%%
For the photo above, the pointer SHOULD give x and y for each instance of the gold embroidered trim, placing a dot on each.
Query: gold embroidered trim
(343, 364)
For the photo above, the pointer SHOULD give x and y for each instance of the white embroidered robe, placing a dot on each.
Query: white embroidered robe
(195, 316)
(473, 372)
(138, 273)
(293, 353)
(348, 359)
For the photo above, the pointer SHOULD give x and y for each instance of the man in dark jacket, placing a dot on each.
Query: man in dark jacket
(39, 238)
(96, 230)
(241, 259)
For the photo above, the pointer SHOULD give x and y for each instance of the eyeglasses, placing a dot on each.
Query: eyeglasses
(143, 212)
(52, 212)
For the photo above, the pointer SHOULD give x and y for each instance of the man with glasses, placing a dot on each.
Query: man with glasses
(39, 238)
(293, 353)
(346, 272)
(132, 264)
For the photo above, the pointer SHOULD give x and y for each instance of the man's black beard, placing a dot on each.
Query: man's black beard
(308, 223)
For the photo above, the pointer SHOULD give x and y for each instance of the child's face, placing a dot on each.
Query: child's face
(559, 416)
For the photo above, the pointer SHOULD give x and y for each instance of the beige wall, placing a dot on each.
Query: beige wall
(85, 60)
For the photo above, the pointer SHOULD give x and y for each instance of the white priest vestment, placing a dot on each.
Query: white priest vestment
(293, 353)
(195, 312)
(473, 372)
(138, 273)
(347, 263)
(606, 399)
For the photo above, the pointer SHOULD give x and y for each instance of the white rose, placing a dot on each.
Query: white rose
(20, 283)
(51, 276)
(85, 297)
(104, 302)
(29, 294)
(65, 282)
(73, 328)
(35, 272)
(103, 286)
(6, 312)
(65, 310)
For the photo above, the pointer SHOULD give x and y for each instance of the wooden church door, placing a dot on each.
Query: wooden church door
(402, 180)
%%
Your goal => Type out all of the records again, exactly.

Answer below =>
For the photo above, the pointer SHOULD give x and y for each instance of the gold embroidered trim, placing a dot on each.
Query: gold embroidered trim
(343, 364)
For the photo above, the pointer SHOULD give x and y for each instance of the white embroidered robe, placing a dot on each.
Query: white embroidered robe
(195, 316)
(473, 372)
(138, 273)
(293, 353)
(348, 359)
For the photo above, the pointer SHOULD give x and y for each instance of the man in dark jacket, placing a dot on each.
Query: man in dark jacket
(39, 238)
(96, 230)
(241, 259)
For the photo above, the pointer SHOULD give x and y for each instance of the eyeglasses, placing a dot on each.
Query: eyeglasses
(143, 212)
(52, 212)
For the photo above, the pointer SHOULD give x and y for each instance of the man with glasses, placing a dot on each.
Query: man with glasses
(39, 238)
(293, 353)
(346, 272)
(132, 264)
For the photo above, the pointer SHOULD give x and y for each instance of the man's black beard, placing a dot on each.
Query: man's black beard
(308, 223)
For the photo above, the pointer SHOULD give x and y for each instance of the child's face, placing a dot on each.
Query: child's face
(559, 416)
For the photo above, the pointer SHOULD give x and y for each instance of the beige wall, placing a dot on each.
Query: beige wall
(85, 60)
For the photo above, the pointer SHOULD give x and y for each instance of the white priest vestment, placing a dot on each.
Query: white priest vestment
(293, 353)
(195, 312)
(473, 372)
(138, 273)
(347, 263)
(606, 399)
For the photo above, the pointer SHOULD give x and y for each instance of the white rose, placing a dot on each.
Query: white rose
(20, 283)
(51, 276)
(85, 297)
(104, 302)
(29, 294)
(65, 282)
(73, 328)
(35, 272)
(103, 286)
(6, 312)
(65, 310)
For the photo above, the pointer SHOULD give x and y for each instance of the wooden church door, placing a dot on each.
Query: wooden church door
(402, 180)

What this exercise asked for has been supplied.